• [WHAT YOU ARE ASKED TO DO]: Here are some records. Copy each one exactly.

Dataset entries:
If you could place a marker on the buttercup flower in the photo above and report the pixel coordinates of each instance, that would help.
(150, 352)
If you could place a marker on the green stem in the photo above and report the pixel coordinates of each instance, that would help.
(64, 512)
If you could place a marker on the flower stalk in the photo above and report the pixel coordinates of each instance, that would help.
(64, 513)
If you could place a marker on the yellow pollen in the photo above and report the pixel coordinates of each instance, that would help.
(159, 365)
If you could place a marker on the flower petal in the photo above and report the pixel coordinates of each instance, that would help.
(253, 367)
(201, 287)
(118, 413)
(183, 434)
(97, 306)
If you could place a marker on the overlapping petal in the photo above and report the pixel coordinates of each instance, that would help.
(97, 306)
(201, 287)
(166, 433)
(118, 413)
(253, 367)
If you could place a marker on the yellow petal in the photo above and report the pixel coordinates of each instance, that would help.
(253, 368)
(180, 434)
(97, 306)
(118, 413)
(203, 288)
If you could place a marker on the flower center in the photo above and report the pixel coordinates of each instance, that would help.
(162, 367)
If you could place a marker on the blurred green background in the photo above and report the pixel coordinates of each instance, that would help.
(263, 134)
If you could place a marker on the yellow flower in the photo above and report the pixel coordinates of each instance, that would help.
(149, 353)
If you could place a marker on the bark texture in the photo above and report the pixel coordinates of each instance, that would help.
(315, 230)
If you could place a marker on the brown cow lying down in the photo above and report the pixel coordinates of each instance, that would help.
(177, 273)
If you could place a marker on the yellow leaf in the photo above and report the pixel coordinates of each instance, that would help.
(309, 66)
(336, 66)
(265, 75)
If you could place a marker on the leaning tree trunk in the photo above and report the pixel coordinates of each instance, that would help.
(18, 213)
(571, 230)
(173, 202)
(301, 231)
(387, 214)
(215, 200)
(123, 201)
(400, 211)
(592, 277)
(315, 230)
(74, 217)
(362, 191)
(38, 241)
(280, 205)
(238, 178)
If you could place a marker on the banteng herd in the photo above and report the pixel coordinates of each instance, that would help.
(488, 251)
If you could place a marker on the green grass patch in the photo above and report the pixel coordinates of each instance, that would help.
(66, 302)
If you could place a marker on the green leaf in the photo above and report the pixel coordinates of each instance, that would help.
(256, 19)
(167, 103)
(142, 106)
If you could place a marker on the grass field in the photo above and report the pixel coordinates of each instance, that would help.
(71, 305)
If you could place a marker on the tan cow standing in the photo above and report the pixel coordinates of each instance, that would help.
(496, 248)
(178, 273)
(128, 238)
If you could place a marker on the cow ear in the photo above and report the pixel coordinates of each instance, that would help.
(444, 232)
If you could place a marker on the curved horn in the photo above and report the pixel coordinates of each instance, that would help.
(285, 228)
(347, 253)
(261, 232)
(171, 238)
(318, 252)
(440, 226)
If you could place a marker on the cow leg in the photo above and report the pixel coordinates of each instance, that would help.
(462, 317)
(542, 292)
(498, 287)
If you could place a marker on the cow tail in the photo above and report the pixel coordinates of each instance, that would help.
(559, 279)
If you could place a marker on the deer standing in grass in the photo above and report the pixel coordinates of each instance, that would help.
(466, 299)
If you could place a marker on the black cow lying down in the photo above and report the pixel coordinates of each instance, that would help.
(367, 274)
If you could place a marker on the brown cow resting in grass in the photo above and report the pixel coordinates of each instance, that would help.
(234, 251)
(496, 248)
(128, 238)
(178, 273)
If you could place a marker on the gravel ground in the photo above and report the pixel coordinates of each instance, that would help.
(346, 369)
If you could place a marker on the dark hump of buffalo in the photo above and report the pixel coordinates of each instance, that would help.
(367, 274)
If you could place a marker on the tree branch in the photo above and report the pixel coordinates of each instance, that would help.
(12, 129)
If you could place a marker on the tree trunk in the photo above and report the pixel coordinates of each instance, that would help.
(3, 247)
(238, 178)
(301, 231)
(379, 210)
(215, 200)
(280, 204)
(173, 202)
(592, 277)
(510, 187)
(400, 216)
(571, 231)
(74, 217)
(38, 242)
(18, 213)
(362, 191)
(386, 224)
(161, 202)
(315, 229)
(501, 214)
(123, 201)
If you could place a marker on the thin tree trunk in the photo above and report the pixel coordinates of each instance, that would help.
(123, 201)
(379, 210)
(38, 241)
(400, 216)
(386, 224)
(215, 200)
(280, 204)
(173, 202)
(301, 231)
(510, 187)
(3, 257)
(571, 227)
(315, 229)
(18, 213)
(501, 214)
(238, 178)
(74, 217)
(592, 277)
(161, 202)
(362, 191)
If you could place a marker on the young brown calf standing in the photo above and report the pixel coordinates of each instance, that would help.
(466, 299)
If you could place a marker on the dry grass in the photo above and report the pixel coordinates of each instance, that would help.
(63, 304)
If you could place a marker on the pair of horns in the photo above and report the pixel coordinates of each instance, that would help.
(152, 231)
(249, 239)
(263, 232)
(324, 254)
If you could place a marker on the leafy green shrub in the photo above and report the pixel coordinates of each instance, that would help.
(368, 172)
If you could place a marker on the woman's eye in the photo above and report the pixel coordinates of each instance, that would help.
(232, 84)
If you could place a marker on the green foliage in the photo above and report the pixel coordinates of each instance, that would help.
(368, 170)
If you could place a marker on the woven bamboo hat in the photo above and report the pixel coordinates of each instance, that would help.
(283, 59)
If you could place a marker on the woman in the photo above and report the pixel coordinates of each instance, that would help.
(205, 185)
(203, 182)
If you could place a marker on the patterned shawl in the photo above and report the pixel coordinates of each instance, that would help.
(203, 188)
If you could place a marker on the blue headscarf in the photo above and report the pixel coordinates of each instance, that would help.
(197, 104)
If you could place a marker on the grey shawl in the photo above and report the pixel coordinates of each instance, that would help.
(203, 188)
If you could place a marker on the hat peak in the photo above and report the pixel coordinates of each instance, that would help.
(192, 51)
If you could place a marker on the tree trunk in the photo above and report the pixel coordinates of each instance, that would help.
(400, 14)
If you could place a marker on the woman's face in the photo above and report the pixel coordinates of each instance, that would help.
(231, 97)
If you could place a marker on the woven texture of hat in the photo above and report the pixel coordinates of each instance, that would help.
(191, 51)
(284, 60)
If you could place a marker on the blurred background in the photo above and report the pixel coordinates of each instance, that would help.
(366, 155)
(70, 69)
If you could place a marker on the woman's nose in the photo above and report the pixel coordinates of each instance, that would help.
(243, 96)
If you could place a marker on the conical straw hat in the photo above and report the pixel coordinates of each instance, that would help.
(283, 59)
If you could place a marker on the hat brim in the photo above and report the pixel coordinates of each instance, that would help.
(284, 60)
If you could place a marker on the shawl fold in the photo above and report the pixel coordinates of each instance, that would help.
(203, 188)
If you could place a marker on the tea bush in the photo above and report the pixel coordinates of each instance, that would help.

• [EXPECTED ANSWER]:
If you could place a marker on the buttercup flower in the photo above and report the pixel coordinates of each instance, that would help.
(150, 352)
If you could place a marker on the green stem in the photo above and report the pixel coordinates of each instance, that would help.
(64, 512)
If you could place a marker on the flower stalk in the photo above and report the pixel coordinates of each instance, that would help.
(64, 513)
If you could place a marker on the yellow pollen in the photo above and report the pixel coordinates of each instance, that would help.
(159, 365)
If you could place a marker on the flower petal in the photo above and report the pixel coordinates of each instance, that would help.
(253, 367)
(201, 287)
(118, 413)
(183, 434)
(97, 306)
If you could place a marker on the overlapping petal in the photo above and report the pixel coordinates of each instance, that would help.
(97, 306)
(201, 287)
(166, 433)
(118, 413)
(253, 367)
If you could place a marker on the yellow petal in the photo above and report the pixel coordinates of each instance, that would help.
(253, 368)
(180, 434)
(97, 306)
(118, 413)
(203, 288)
If you could place a marker on the flower center in the photo above and report the pixel coordinates of each instance, that would help.
(162, 367)
If you could place a marker on the blurred green background in the photo above and report the pixel coordinates of each instance, that would help.
(263, 134)
If you could place a marker on the yellow flower in the photo above and report the pixel coordinates of each instance, that would help.
(149, 353)
If you could place a marker on the bark texture in the photo above and report the pixel coordinates of each instance, that would help.
(315, 230)
If you could place a marker on the brown cow lying down in the photo above and report the pixel coordinates of each instance, that would help.
(177, 273)
If you could place a marker on the yellow leaf in the photo above and report the pixel coordinates of each instance, that would help.
(309, 66)
(336, 66)
(265, 75)
If you could place a marker on the leaning tree trunk in the photo above and report the pixel coordinates of each instance, that would help.
(18, 213)
(571, 230)
(173, 202)
(301, 231)
(387, 214)
(215, 200)
(123, 201)
(400, 211)
(592, 277)
(315, 230)
(74, 217)
(362, 191)
(38, 241)
(280, 205)
(238, 178)
If you could place a marker on the banteng herd in the photo above and report the pixel coordinates of each instance, that would help.
(488, 251)
If you could place a marker on the green grass patch in the photo above and report the pixel coordinates of each instance, that would help.
(66, 302)
If you could place a marker on the green leaf in the photo above and report the pixel coordinates of each instance, that would help.
(256, 19)
(167, 103)
(142, 106)
If you could place a marker on the grass field in the photo above and report the pixel coordinates of each instance, that would help.
(71, 305)
If you could place a marker on the tan cow standing in the photo above and report the pixel coordinates of each instance, that would help.
(496, 248)
(178, 273)
(128, 238)
If you could place a marker on the cow ear in the photo above and report the pixel coordinates of each instance, that would help.
(444, 232)
If you could place a marker on the curved horn in the photo above and report the pixel coordinates of each instance, that would help.
(285, 228)
(347, 253)
(261, 232)
(171, 238)
(318, 252)
(440, 226)
If you could place a marker on the cow leg in the photo above and report the pixel coordinates of each instance, that would help.
(462, 317)
(542, 292)
(498, 287)
If you could place a marker on the cow tail in the photo above and report the pixel coordinates of each instance, that would help.
(559, 279)
If you could place a marker on the deer standing in grass in the photo above and report the pixel coordinates of each instance, that would help.
(466, 299)
If you could place a marker on the black cow lying down in the photo above and report the pixel coordinates of each instance, that would help.
(367, 274)
If you could place a marker on the brown cow resting in grass in the photo above and report the pixel coordinates of each instance, that would help.
(234, 251)
(496, 248)
(128, 238)
(178, 273)
If you could place a marker on the gravel ground in the photo above and report the pixel coordinates of each instance, that would help.
(346, 369)
If you could place a marker on the dark hump of buffalo in the photo above and report the pixel coordinates of each instance, that would help.
(367, 274)
If you could place a marker on the tree branch in the photo above and report the pixel coordinates of each instance, that would help.
(12, 129)
If you could place a marker on the tree trunk in the photo above and report the pixel coordinates of each instance, that would help.
(3, 247)
(238, 178)
(301, 231)
(379, 210)
(215, 200)
(280, 204)
(173, 202)
(592, 277)
(510, 187)
(400, 216)
(571, 231)
(74, 217)
(38, 242)
(18, 213)
(362, 191)
(386, 224)
(161, 202)
(315, 229)
(501, 214)
(123, 201)
If you could place a marker on the thin tree trunk in the photo above and report the pixel coordinates of each instance, that would help.
(123, 201)
(379, 210)
(38, 241)
(400, 216)
(386, 224)
(215, 200)
(280, 204)
(173, 202)
(301, 231)
(510, 187)
(3, 257)
(571, 227)
(315, 229)
(18, 213)
(501, 214)
(238, 178)
(74, 217)
(592, 277)
(161, 202)
(362, 191)
If you could place a marker on the young brown calf standing in the photo above and report the pixel coordinates of each instance, that would help.
(466, 299)
If you could place a marker on the dry grass in the photo above and report the pixel coordinates of each instance, that would help.
(63, 304)
If you could place a marker on the pair of horns in the photo above and report the pixel coordinates of each instance, that would help.
(152, 231)
(249, 239)
(263, 232)
(324, 254)
If you could place a marker on the leafy green shrub in the photo above and report the pixel coordinates of each instance, that would help.
(368, 172)
If you could place a marker on the woman's eye in the photo above and report the pixel coordinates of each instance, that would help.
(232, 84)
If you could place a marker on the green foliage in the photo above and report the pixel coordinates of each instance, that would help.
(368, 170)
If you could place a marker on the woven bamboo hat in the photo above and report the pixel coordinates of each instance, that would help.
(283, 59)
If you could place a marker on the woman in the photo above and report the pixel coordinates of each instance, that would help.
(205, 185)
(203, 182)
If you could place a marker on the patterned shawl in the photo above and report the pixel coordinates of each instance, that would help.
(203, 188)
If you could place a marker on the blue headscarf in the photo above and report the pixel coordinates of each instance, that would help.
(197, 104)
If you could place a marker on the grey shawl in the photo above and report the pixel coordinates of each instance, that would help.
(203, 188)
If you could place a marker on the hat peak in the photo above and report the pixel coordinates of each instance, that would help.
(192, 51)
If you could place a marker on the tree trunk in the photo above and report the pixel coordinates of each instance, that would help.
(400, 14)
If you could place a marker on the woman's face in the photo above and report the pixel coordinates of each instance, that would help.
(231, 97)
If you could place a marker on the woven texture of hat in the photo above and report the pixel coordinates of each instance, that would help.
(191, 51)
(284, 60)
If you could place a marker on the blurred background in the photo above and report the pixel coordinates of each instance, that would help.
(366, 155)
(70, 69)
If you could place a marker on the woman's nose in the photo above and report the pixel coordinates of each instance, that would help.
(243, 96)
If you could place a marker on the conical straw hat in the photo above and report the pixel coordinates of each instance, that would help.
(283, 59)
If you could place a marker on the hat brim in the photo above and report the pixel coordinates of each instance, that would help.
(284, 60)
If you could place a marker on the shawl fold in the photo above and report the pixel coordinates of each instance, that would help.
(203, 188)
If you could place a marker on the tea bush in the photo above and report the pixel coordinates of each instance, that would help.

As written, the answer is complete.